(Records excerpted from a collection)
::::

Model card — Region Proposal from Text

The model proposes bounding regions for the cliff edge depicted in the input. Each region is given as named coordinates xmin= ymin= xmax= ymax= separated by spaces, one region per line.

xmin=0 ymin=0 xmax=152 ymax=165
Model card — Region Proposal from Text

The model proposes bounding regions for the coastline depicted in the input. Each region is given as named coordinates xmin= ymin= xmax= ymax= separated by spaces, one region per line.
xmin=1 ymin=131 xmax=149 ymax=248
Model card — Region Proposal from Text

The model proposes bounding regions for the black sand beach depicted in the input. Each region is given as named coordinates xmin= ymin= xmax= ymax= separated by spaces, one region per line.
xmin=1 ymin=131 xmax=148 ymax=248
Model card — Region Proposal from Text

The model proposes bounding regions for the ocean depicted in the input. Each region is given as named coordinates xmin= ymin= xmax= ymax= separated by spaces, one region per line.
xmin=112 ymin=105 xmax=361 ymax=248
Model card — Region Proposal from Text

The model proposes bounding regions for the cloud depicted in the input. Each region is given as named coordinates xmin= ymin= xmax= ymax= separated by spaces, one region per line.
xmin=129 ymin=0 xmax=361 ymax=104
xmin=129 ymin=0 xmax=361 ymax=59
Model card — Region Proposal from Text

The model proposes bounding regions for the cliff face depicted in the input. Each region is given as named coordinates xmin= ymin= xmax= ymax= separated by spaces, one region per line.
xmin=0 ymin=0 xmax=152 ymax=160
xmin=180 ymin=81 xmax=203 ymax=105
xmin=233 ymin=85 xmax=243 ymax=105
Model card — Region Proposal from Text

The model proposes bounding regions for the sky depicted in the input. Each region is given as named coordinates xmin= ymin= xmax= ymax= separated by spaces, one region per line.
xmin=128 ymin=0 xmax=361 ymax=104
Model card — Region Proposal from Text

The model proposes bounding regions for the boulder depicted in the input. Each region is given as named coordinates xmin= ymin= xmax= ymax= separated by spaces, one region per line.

::::

Once you have read the data, copy all of it out exactly.

Answer box:
Model card — Region Proposal from Text

The model proposes bounding regions for the cliff edge depicted in the input. Each region is given as named coordinates xmin= ymin= xmax= ymax= separated by spaces, one region per line.

xmin=0 ymin=0 xmax=152 ymax=165
Model card — Region Proposal from Text

The model proposes bounding regions for the coastline depicted in the input. Each region is given as named coordinates xmin= ymin= xmax= ymax= separated by spaces, one region per line.
xmin=1 ymin=131 xmax=149 ymax=248
Model card — Region Proposal from Text

The model proposes bounding regions for the black sand beach depicted in the input. Each region is given as named coordinates xmin= ymin= xmax= ymax= separated by spaces, one region per line.
xmin=1 ymin=131 xmax=148 ymax=248
Model card — Region Proposal from Text

The model proposes bounding regions for the ocean depicted in the input. Each region is given as named coordinates xmin= ymin= xmax= ymax= separated by spaces, one region per line.
xmin=112 ymin=105 xmax=361 ymax=248
Model card — Region Proposal from Text

The model proposes bounding regions for the cloud depicted in the input. Each region is given as named coordinates xmin= ymin= xmax= ymax= separated by spaces, one region per line.
xmin=129 ymin=0 xmax=361 ymax=104
xmin=129 ymin=0 xmax=361 ymax=59
Model card — Region Proposal from Text

The model proposes bounding regions for the cliff face depicted in the input. Each region is given as named coordinates xmin= ymin= xmax= ymax= separated by spaces, one region per line.
xmin=0 ymin=0 xmax=152 ymax=160
xmin=180 ymin=81 xmax=203 ymax=105
xmin=233 ymin=85 xmax=243 ymax=105
Model card — Region Proposal from Text

The model proposes bounding regions for the sky depicted in the input. Each region is given as named coordinates xmin= ymin= xmax= ymax= separated by spaces, one region per line.
xmin=128 ymin=0 xmax=361 ymax=104
Model card — Region Proposal from Text

The model proposes bounding regions for the boulder depicted in the input. Each region is given as named coordinates xmin= ymin= xmax= ymax= separated by spaces, one region per line.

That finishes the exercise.